▶ _What you should do_: Reproduce every one of the records below verbatim, line for line, with no changes.

▶ _Listed records_:
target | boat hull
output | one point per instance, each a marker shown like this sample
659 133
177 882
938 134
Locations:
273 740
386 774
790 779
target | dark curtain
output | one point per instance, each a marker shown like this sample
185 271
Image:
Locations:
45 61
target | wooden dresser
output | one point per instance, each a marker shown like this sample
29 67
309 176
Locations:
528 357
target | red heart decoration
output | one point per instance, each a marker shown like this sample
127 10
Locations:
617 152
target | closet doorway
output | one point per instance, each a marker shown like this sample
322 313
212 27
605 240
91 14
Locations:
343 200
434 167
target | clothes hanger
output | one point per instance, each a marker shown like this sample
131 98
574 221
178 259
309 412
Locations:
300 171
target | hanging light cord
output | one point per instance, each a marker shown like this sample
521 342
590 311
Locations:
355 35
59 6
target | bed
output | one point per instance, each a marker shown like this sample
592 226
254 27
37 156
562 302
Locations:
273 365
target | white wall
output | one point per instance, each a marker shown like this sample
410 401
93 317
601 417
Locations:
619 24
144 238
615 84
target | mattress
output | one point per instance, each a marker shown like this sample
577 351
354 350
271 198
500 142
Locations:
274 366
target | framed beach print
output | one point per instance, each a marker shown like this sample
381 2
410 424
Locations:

▶ _The solution_:
target | boat hull
output | one point per instance, each a marker shown like this sample
659 133
177 882
938 134
Locations:
273 740
386 774
790 779
target | dark curtain
output | one point per instance, each a marker shown like this sample
185 271
Image:
Locations:
45 61
target | wooden dresser
output | one point per instance, each a marker shown like this sample
29 67
309 176
Locations:
528 357
target | red heart decoration
output | one point per instance, each a marker shown like this sample
127 10
Locations:
617 152
target | closet doorway
output | one point per instance, each a marker shown like this sample
322 313
212 27
605 240
91 14
Locations:
343 200
434 167
target | clothes hanger
output | one point per instance, each a marker shown like this sample
131 98
574 221
178 259
309 412
Locations:
300 171
target | hanging light cord
output | one point per instance, each a marker shown like this sample
521 342
590 311
Locations:
355 35
59 6
target | bed
output | one point per instance, each a marker shown like this sample
592 226
254 27
37 156
562 302
Locations:
273 365
target | white wall
output | one point per instance, each a marker shown like this sample
410 401
93 317
601 417
Locations:
619 24
144 238
615 84
target | mattress
output | one point per instance, each a marker shown like this sample
577 351
354 350
271 198
500 142
Locations:
274 366
target | framed beach print
output | one point per instance, each a marker shown like this sample
381 2
410 424
Locations:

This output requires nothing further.